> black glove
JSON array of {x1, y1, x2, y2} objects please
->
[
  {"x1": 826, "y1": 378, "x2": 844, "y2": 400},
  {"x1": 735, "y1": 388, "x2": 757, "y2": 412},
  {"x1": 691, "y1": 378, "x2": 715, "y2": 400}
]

• GIVEN EXERCISE
Rewrite the lines above as a numbered list, omitting any blank lines.

• WORKED ANSWER
1. > black glove
2. JSON array of {x1, y1, x2, y2} objects please
3. ->
4. [
5.   {"x1": 826, "y1": 378, "x2": 844, "y2": 400},
6.   {"x1": 735, "y1": 388, "x2": 757, "y2": 412},
7.   {"x1": 691, "y1": 378, "x2": 715, "y2": 400}
8. ]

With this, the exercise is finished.